Where does the string "section" occur in the records below? Copy every line that holds it.

::::::::

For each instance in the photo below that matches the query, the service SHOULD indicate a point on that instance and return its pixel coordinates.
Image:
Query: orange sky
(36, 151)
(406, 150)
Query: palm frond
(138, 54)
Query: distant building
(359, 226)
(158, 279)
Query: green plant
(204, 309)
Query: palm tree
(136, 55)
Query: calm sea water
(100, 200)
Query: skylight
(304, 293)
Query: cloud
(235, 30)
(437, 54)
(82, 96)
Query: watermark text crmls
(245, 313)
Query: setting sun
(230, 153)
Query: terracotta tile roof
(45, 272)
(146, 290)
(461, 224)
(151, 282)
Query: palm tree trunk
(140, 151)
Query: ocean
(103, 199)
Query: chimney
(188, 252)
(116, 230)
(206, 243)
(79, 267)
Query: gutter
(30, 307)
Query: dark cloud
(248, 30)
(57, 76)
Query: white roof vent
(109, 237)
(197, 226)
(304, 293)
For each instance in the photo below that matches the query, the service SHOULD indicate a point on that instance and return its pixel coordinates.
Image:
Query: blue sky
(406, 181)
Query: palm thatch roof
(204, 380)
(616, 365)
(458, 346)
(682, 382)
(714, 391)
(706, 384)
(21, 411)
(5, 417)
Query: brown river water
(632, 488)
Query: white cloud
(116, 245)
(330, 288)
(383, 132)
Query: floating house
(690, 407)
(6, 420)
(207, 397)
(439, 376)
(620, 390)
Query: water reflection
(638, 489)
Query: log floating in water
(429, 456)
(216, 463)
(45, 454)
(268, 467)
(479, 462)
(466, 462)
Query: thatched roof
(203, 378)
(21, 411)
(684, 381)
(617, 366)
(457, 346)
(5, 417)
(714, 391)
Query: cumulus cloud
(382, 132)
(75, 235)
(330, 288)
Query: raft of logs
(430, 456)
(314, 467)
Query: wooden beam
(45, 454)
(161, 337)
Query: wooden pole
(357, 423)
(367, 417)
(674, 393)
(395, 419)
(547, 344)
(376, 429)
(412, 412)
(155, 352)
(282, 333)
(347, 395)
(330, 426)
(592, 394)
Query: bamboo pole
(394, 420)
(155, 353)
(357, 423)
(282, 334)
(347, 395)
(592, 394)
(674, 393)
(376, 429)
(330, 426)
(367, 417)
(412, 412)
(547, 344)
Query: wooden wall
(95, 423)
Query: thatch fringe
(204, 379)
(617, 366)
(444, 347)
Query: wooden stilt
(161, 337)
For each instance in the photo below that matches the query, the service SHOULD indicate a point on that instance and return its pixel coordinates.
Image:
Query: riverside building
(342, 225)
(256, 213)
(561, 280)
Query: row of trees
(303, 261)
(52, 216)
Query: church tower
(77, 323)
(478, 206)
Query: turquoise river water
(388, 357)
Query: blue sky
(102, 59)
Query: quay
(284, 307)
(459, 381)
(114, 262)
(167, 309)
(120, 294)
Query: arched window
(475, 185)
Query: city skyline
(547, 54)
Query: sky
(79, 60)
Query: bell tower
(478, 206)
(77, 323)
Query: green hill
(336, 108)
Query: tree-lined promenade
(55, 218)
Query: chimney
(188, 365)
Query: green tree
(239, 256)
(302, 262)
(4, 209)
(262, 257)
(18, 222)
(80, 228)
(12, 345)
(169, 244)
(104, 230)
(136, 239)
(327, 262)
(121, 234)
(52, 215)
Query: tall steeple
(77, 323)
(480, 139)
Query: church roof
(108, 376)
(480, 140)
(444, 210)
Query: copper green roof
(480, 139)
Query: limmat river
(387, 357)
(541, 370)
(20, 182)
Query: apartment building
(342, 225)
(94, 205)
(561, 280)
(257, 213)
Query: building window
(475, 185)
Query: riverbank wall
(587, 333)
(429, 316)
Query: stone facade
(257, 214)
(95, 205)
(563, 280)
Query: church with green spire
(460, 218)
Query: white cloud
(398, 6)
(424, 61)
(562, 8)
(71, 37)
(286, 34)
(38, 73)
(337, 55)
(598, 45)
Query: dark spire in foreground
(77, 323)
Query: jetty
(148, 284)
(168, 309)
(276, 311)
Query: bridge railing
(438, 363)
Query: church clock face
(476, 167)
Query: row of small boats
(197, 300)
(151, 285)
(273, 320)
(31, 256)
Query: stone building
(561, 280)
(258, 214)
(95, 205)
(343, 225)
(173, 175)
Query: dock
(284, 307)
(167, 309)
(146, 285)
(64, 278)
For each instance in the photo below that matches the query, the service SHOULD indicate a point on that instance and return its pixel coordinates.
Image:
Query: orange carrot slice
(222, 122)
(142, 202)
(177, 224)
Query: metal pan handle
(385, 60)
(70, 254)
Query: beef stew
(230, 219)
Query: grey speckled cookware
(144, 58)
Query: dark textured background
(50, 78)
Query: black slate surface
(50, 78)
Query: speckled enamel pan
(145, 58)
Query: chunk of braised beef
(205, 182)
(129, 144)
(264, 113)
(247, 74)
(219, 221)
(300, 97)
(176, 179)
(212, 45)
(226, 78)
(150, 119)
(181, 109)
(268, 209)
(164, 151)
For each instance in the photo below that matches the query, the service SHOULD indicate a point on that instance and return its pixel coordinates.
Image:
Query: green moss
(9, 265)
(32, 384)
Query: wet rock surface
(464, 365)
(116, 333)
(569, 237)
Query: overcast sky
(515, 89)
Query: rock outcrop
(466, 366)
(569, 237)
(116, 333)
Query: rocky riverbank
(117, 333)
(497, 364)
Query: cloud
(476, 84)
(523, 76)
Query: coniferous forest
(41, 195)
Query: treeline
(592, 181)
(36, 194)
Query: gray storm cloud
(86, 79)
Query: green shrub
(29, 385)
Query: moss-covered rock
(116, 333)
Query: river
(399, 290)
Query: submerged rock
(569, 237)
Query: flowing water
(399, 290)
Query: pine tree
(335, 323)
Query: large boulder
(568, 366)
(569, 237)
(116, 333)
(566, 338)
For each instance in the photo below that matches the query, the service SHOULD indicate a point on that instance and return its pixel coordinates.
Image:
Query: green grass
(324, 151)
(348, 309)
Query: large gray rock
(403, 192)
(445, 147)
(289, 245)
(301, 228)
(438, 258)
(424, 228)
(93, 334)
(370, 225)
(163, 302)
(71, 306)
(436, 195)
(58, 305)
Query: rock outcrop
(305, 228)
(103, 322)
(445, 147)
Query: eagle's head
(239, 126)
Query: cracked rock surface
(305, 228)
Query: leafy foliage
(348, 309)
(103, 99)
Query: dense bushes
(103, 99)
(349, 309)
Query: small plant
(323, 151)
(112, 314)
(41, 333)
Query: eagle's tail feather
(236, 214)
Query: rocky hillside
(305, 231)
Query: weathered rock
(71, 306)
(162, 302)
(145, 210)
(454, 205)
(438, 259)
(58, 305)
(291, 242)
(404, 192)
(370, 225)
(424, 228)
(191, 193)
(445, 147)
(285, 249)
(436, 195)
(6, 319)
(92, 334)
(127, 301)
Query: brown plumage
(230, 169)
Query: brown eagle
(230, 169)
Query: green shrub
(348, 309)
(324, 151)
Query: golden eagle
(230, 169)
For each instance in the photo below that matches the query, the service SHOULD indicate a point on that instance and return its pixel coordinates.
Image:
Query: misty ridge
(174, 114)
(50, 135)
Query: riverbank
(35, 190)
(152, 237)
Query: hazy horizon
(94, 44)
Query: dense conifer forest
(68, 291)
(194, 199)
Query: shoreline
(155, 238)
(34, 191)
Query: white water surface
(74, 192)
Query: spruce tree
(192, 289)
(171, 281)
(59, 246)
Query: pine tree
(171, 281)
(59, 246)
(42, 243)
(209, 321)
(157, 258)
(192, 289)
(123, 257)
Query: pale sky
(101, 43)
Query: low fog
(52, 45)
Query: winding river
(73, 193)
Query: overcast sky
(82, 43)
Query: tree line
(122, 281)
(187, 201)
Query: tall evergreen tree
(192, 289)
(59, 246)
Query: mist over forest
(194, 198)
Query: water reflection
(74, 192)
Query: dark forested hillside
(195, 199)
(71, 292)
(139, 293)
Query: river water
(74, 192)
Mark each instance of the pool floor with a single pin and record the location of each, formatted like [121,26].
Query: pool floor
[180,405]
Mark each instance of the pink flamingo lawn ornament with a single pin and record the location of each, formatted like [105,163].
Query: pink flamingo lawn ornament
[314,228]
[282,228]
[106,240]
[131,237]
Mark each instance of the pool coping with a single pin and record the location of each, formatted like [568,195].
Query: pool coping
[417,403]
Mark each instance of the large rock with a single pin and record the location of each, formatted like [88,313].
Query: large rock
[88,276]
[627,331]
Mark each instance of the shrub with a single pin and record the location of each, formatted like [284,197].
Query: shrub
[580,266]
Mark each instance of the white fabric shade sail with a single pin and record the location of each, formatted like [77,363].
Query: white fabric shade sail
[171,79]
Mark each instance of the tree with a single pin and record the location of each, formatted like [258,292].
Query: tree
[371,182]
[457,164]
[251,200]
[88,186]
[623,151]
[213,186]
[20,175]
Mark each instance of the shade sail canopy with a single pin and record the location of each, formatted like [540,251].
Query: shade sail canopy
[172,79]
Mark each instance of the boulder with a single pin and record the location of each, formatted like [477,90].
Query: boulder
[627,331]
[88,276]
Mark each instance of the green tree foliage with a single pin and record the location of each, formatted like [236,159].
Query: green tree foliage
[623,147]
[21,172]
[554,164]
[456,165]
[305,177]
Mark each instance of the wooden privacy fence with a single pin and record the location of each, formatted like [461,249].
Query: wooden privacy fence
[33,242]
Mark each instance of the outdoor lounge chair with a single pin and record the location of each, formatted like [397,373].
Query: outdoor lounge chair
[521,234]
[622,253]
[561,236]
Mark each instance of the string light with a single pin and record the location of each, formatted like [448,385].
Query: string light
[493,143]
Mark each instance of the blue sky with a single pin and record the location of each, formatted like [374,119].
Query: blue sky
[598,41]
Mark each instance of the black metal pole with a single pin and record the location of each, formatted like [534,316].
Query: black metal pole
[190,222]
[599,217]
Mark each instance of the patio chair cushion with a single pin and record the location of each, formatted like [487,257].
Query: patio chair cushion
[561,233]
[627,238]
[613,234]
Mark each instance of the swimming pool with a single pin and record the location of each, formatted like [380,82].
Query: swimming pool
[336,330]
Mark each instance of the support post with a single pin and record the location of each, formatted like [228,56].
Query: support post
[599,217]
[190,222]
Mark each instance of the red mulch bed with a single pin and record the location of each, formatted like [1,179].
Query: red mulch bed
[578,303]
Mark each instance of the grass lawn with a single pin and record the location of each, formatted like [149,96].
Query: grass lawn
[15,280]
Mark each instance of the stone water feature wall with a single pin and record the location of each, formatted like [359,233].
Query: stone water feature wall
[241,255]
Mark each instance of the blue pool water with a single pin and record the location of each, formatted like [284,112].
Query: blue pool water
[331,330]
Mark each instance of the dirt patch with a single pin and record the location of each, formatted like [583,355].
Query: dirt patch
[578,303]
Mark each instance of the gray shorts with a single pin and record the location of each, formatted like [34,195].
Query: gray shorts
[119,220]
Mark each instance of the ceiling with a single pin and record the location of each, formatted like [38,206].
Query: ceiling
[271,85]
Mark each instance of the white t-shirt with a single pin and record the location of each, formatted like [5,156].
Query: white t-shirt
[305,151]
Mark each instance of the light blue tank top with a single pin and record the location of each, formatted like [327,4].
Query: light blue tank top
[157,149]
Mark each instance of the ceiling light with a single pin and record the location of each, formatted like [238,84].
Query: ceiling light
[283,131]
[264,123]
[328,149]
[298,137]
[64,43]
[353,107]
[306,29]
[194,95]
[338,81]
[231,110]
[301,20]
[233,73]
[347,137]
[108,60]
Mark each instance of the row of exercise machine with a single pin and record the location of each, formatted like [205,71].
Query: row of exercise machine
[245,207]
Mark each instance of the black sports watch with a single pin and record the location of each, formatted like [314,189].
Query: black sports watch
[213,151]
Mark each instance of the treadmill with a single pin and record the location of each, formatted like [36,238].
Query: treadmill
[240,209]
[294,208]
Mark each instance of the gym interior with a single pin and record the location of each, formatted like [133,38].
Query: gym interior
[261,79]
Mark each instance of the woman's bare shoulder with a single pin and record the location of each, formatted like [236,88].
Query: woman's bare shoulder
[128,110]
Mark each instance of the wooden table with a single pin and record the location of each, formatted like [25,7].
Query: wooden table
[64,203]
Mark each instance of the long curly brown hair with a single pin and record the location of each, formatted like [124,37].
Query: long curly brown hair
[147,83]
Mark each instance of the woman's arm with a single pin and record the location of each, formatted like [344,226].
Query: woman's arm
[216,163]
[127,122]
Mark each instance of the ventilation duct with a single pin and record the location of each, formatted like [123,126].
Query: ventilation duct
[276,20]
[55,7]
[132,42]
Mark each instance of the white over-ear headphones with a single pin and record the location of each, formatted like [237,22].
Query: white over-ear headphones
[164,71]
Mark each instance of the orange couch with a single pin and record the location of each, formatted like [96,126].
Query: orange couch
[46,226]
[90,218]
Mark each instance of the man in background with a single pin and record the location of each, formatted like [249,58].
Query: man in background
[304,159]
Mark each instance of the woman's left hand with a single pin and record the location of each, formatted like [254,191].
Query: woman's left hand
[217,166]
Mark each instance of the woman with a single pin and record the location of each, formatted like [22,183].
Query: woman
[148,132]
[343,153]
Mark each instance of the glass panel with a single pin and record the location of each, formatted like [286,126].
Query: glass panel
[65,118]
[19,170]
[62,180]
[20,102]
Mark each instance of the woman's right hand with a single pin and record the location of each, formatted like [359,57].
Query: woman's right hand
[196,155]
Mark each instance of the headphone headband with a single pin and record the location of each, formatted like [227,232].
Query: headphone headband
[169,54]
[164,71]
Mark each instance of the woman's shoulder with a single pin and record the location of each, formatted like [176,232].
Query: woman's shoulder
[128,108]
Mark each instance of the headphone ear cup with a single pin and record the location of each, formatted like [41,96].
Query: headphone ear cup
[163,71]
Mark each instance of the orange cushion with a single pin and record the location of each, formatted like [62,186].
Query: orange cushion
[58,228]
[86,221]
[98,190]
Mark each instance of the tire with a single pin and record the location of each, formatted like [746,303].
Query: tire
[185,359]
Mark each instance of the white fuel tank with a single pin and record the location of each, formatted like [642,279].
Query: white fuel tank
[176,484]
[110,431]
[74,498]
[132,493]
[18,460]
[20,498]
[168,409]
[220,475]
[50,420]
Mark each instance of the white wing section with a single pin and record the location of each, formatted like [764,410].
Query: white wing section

::::::::

TASK ANSWER
Mark each instance of the white wing section with a single pin and record the location of each, formatted like [764,410].
Query: white wing section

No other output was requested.